_EXERCISE_
Convert only the lines below that run from the beginning of the entries through the line containing "positive clicks: (193, 188) (125, 133)", both ends included, into a JSON list of strings with one string per line and blank lines omitted.

[Stored data entries]
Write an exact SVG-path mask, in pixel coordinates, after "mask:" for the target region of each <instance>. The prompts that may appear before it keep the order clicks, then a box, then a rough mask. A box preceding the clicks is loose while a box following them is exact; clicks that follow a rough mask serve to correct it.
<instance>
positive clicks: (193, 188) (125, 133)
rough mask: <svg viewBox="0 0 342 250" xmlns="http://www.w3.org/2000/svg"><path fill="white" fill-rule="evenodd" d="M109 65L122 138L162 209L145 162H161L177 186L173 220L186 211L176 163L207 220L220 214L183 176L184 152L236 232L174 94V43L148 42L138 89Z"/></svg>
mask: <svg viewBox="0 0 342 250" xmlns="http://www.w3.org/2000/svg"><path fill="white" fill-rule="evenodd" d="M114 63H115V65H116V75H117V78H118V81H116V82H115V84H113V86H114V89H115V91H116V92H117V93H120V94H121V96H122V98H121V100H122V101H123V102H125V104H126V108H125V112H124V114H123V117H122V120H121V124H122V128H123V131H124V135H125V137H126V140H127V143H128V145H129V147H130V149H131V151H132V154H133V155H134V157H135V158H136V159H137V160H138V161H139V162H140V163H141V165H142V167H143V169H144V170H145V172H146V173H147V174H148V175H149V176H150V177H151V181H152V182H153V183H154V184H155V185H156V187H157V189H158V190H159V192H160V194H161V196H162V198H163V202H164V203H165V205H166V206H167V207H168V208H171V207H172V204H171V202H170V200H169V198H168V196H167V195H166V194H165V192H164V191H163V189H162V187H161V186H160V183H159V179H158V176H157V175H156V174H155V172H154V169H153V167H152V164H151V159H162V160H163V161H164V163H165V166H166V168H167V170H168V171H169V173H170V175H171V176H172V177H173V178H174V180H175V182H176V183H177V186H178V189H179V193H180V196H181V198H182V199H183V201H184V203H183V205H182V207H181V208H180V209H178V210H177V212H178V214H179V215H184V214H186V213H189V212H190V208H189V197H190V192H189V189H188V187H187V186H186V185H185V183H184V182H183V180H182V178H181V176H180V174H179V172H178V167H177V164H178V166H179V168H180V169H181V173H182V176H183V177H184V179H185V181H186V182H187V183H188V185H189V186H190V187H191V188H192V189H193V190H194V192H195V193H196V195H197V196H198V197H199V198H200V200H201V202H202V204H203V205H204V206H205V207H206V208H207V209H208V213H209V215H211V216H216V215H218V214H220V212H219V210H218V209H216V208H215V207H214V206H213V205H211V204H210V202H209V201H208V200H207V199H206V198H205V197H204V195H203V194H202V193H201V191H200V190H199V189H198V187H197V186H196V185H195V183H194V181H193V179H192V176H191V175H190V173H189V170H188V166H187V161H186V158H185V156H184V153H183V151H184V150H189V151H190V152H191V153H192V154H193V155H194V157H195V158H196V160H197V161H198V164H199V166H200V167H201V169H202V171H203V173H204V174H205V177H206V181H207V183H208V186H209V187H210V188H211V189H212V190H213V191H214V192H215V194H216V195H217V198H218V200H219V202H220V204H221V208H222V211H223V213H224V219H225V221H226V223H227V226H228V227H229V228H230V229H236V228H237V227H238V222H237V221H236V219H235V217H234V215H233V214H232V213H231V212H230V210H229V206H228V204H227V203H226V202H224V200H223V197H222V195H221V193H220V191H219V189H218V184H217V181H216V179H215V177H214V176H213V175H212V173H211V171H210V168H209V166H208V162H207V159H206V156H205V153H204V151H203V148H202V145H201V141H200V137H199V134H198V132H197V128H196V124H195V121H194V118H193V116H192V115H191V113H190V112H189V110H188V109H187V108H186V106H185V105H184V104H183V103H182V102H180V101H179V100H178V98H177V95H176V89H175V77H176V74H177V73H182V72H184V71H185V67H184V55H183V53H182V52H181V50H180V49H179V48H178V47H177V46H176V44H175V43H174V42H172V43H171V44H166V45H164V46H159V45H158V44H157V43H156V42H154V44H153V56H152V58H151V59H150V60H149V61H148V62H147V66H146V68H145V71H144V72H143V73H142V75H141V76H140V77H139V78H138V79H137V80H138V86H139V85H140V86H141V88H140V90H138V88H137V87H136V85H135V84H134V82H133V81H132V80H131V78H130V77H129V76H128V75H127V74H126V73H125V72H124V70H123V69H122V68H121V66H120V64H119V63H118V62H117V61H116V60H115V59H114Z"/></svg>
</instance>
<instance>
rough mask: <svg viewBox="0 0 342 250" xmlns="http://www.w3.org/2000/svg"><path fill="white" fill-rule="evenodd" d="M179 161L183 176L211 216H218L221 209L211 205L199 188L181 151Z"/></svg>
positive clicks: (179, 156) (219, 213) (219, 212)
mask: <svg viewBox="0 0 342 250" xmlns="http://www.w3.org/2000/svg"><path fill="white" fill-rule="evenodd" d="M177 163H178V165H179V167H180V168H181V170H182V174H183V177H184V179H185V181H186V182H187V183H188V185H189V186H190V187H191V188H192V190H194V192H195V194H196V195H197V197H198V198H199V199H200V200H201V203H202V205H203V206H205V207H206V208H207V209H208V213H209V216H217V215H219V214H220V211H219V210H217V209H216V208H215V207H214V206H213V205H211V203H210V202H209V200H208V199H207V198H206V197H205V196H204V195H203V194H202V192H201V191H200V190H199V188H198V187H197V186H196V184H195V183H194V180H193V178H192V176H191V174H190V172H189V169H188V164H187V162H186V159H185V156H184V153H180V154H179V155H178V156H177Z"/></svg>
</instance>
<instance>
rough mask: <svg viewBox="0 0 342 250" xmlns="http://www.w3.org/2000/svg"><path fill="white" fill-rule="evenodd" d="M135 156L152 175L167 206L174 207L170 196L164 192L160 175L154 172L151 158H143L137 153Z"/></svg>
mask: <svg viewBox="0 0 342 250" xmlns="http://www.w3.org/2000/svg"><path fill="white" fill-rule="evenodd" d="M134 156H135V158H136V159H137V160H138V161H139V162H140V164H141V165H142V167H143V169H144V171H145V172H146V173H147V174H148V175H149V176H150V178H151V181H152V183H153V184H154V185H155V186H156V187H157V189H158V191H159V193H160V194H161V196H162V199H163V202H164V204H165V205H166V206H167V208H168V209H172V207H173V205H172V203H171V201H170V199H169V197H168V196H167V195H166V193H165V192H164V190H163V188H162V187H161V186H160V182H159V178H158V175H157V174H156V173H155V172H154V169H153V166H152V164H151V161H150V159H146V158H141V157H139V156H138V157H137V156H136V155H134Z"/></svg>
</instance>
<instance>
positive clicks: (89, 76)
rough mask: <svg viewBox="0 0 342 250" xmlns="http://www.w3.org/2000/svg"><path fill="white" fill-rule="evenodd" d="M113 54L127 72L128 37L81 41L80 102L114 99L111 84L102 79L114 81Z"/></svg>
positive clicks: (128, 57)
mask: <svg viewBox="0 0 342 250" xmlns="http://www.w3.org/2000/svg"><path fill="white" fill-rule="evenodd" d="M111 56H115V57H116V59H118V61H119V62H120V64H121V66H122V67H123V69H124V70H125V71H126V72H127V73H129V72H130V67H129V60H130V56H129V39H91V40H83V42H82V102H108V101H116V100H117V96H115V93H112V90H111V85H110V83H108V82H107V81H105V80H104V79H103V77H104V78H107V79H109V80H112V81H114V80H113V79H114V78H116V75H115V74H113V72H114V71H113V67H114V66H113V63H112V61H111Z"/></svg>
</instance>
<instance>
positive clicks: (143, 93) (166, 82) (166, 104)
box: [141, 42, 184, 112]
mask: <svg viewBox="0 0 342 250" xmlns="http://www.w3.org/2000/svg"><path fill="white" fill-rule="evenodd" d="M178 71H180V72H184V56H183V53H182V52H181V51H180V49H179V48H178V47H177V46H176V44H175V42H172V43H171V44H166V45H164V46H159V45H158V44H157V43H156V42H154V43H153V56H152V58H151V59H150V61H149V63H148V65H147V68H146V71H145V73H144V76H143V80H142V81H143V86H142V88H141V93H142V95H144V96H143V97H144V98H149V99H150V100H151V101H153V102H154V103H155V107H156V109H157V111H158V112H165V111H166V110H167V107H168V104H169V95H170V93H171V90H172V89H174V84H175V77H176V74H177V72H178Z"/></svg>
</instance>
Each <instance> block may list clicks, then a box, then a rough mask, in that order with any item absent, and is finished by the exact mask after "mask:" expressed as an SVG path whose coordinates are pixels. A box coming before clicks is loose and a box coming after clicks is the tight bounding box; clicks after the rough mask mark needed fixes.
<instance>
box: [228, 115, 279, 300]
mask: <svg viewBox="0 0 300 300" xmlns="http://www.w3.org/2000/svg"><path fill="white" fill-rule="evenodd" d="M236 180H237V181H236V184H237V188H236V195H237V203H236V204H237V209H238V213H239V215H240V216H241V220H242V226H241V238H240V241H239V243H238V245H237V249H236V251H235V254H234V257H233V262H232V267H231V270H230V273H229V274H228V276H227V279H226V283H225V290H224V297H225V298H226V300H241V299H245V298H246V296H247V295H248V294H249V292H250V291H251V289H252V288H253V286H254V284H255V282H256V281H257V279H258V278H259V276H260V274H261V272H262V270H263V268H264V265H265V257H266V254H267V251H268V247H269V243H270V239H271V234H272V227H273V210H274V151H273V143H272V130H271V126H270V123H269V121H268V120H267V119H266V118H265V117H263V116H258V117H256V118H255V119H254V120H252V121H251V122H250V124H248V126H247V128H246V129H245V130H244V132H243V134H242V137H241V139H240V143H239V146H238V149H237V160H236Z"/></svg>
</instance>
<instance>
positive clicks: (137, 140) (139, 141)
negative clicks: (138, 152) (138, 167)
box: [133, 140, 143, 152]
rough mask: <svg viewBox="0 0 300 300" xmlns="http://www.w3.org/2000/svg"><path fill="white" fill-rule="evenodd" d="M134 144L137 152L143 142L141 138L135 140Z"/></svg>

_REPLY TO THE TASK_
[
  "Write an exact SVG-path mask, in pixel coordinates, after \"mask:\" for the target region of each <instance>. The prompts that may appear before it keep the order clicks, then a box, then a rough mask. A box preceding the clicks is loose while a box following them is exact; clicks that follow a rough mask serve to correct it.",
  "<instance>",
  "positive clicks: (193, 188) (125, 133)"
]